What to do
Please set out every line of the entries below as a numbered list, leaving out any blank lines.

Extracted records
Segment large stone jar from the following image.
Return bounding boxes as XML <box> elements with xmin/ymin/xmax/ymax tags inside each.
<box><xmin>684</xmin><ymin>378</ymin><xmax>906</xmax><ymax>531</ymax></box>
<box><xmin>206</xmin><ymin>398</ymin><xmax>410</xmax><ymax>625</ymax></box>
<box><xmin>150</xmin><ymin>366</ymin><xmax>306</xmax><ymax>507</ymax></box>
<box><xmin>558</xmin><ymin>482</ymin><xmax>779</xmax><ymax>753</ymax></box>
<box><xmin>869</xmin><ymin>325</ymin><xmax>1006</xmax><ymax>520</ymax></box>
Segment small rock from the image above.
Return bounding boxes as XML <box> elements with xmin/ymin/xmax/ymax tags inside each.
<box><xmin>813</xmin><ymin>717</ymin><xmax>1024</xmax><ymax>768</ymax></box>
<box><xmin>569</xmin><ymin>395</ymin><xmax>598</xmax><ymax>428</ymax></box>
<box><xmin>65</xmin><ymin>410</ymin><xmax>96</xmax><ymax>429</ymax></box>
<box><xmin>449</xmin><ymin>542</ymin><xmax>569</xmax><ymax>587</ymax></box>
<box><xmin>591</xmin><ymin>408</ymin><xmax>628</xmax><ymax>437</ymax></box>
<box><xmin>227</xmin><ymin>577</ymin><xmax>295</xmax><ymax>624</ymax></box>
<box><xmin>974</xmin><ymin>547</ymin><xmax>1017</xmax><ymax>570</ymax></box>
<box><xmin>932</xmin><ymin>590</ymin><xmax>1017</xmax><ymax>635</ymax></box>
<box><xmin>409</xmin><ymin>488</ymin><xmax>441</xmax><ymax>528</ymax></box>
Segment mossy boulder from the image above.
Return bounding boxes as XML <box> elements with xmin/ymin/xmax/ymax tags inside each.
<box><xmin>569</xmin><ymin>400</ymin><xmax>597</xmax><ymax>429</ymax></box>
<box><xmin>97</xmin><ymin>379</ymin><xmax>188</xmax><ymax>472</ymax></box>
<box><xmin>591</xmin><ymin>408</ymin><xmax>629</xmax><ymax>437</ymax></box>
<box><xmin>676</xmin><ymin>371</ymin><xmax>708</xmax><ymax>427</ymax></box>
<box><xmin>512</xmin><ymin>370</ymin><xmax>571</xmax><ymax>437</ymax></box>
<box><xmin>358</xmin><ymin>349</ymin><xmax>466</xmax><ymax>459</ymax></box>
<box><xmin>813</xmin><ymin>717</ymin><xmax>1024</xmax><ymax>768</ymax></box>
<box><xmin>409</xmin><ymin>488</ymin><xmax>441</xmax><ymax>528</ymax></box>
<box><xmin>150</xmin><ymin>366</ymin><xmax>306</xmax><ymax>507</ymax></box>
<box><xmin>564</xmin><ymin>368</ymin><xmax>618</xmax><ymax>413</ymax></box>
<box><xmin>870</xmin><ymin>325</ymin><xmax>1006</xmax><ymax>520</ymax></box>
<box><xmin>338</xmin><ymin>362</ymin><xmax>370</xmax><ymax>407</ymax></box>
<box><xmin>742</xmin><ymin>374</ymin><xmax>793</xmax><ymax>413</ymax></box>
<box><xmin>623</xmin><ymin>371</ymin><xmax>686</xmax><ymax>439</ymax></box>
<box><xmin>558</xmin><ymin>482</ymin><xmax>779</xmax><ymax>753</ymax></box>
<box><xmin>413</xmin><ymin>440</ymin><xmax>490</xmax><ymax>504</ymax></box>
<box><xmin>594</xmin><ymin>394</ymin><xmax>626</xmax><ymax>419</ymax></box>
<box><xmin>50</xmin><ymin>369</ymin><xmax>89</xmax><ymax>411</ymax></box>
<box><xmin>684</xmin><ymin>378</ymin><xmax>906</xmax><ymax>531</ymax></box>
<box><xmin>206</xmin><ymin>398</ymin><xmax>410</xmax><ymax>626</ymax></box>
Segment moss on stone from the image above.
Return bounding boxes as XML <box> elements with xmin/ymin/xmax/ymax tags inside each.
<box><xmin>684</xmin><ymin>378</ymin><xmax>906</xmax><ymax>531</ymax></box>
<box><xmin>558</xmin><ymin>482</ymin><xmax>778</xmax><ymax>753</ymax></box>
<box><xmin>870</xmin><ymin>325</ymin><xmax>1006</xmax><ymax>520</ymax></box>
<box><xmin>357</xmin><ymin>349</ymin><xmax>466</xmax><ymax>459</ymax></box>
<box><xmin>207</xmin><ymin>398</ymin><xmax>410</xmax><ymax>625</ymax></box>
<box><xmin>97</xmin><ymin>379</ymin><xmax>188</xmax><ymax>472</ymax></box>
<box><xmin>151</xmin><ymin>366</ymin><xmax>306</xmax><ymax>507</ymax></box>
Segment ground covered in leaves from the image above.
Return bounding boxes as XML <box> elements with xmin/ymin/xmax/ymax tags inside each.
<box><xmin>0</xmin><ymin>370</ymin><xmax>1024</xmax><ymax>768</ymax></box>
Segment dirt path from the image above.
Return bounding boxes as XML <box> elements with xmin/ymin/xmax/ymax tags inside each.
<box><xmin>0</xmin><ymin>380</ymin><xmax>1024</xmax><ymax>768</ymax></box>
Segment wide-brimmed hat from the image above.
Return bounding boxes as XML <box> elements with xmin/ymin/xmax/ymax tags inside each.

Task solution
1. Segment large stone jar from the following image.
2. Return bounding boxes as XML <box> elements with xmin/ymin/xmax/ymax tags inside each.
3. <box><xmin>684</xmin><ymin>378</ymin><xmax>906</xmax><ymax>531</ymax></box>
4. <box><xmin>206</xmin><ymin>398</ymin><xmax>410</xmax><ymax>625</ymax></box>
5. <box><xmin>150</xmin><ymin>366</ymin><xmax>306</xmax><ymax>507</ymax></box>
6. <box><xmin>558</xmin><ymin>482</ymin><xmax>779</xmax><ymax>753</ymax></box>
7. <box><xmin>869</xmin><ymin>325</ymin><xmax>1006</xmax><ymax>520</ymax></box>
8. Segment small rock from the image above.
9. Return bounding boxes as XML <box> elements with xmin/ymin/xmax/ymax tags inside each.
10. <box><xmin>813</xmin><ymin>717</ymin><xmax>1024</xmax><ymax>768</ymax></box>
11. <box><xmin>569</xmin><ymin>395</ymin><xmax>598</xmax><ymax>428</ymax></box>
12. <box><xmin>65</xmin><ymin>410</ymin><xmax>96</xmax><ymax>429</ymax></box>
13. <box><xmin>449</xmin><ymin>542</ymin><xmax>569</xmax><ymax>587</ymax></box>
14. <box><xmin>591</xmin><ymin>408</ymin><xmax>628</xmax><ymax>437</ymax></box>
15. <box><xmin>227</xmin><ymin>577</ymin><xmax>295</xmax><ymax>624</ymax></box>
16. <box><xmin>974</xmin><ymin>547</ymin><xmax>1017</xmax><ymax>570</ymax></box>
17. <box><xmin>932</xmin><ymin>590</ymin><xmax>1017</xmax><ymax>635</ymax></box>
18. <box><xmin>409</xmin><ymin>488</ymin><xmax>441</xmax><ymax>528</ymax></box>
19. Segment mossy boulder from the image above.
20. Return bounding boxes as XML <box> elements with xmin/ymin/xmax/ymax tags inside each.
21. <box><xmin>569</xmin><ymin>400</ymin><xmax>597</xmax><ymax>429</ymax></box>
22. <box><xmin>97</xmin><ymin>379</ymin><xmax>188</xmax><ymax>472</ymax></box>
23. <box><xmin>591</xmin><ymin>408</ymin><xmax>629</xmax><ymax>437</ymax></box>
24. <box><xmin>676</xmin><ymin>371</ymin><xmax>708</xmax><ymax>427</ymax></box>
25. <box><xmin>512</xmin><ymin>370</ymin><xmax>571</xmax><ymax>437</ymax></box>
26. <box><xmin>358</xmin><ymin>349</ymin><xmax>466</xmax><ymax>459</ymax></box>
27. <box><xmin>813</xmin><ymin>717</ymin><xmax>1024</xmax><ymax>768</ymax></box>
28. <box><xmin>409</xmin><ymin>488</ymin><xmax>441</xmax><ymax>528</ymax></box>
29. <box><xmin>150</xmin><ymin>366</ymin><xmax>306</xmax><ymax>507</ymax></box>
30. <box><xmin>564</xmin><ymin>368</ymin><xmax>618</xmax><ymax>413</ymax></box>
31. <box><xmin>870</xmin><ymin>325</ymin><xmax>1006</xmax><ymax>520</ymax></box>
32. <box><xmin>338</xmin><ymin>362</ymin><xmax>370</xmax><ymax>407</ymax></box>
33. <box><xmin>742</xmin><ymin>374</ymin><xmax>793</xmax><ymax>413</ymax></box>
34. <box><xmin>623</xmin><ymin>371</ymin><xmax>686</xmax><ymax>439</ymax></box>
35. <box><xmin>558</xmin><ymin>482</ymin><xmax>779</xmax><ymax>753</ymax></box>
36. <box><xmin>413</xmin><ymin>440</ymin><xmax>490</xmax><ymax>504</ymax></box>
37. <box><xmin>594</xmin><ymin>394</ymin><xmax>626</xmax><ymax>419</ymax></box>
38. <box><xmin>50</xmin><ymin>369</ymin><xmax>89</xmax><ymax>411</ymax></box>
39. <box><xmin>684</xmin><ymin>378</ymin><xmax>906</xmax><ymax>531</ymax></box>
40. <box><xmin>206</xmin><ymin>398</ymin><xmax>410</xmax><ymax>626</ymax></box>
41. Segment moss on stone from the image above.
42. Return bounding boxes as XML <box> elements with xmin/ymin/xmax/ymax tags inside each.
43. <box><xmin>684</xmin><ymin>378</ymin><xmax>906</xmax><ymax>531</ymax></box>
44. <box><xmin>558</xmin><ymin>482</ymin><xmax>778</xmax><ymax>753</ymax></box>
45. <box><xmin>870</xmin><ymin>325</ymin><xmax>1006</xmax><ymax>520</ymax></box>
46. <box><xmin>357</xmin><ymin>349</ymin><xmax>466</xmax><ymax>459</ymax></box>
47. <box><xmin>207</xmin><ymin>398</ymin><xmax>410</xmax><ymax>625</ymax></box>
48. <box><xmin>97</xmin><ymin>379</ymin><xmax>188</xmax><ymax>472</ymax></box>
49. <box><xmin>151</xmin><ymin>366</ymin><xmax>306</xmax><ymax>507</ymax></box>
50. Segment ground covered in leaves from the image above.
51. Return bounding boxes as XML <box> elements with xmin/ymin/xmax/ymax tags inside each.
52. <box><xmin>0</xmin><ymin>370</ymin><xmax>1024</xmax><ymax>768</ymax></box>
53. Segment dirt path from the image above.
54. Return bounding boxes as XML <box> elements with xmin/ymin/xmax/ymax tags inside each.
55. <box><xmin>0</xmin><ymin>380</ymin><xmax>1024</xmax><ymax>768</ymax></box>
56. Segment wide-brimmed hat from the image above.
57. Return bounding boxes as XML <box> elements with xmin/ymin/xmax/ymax tags inside each.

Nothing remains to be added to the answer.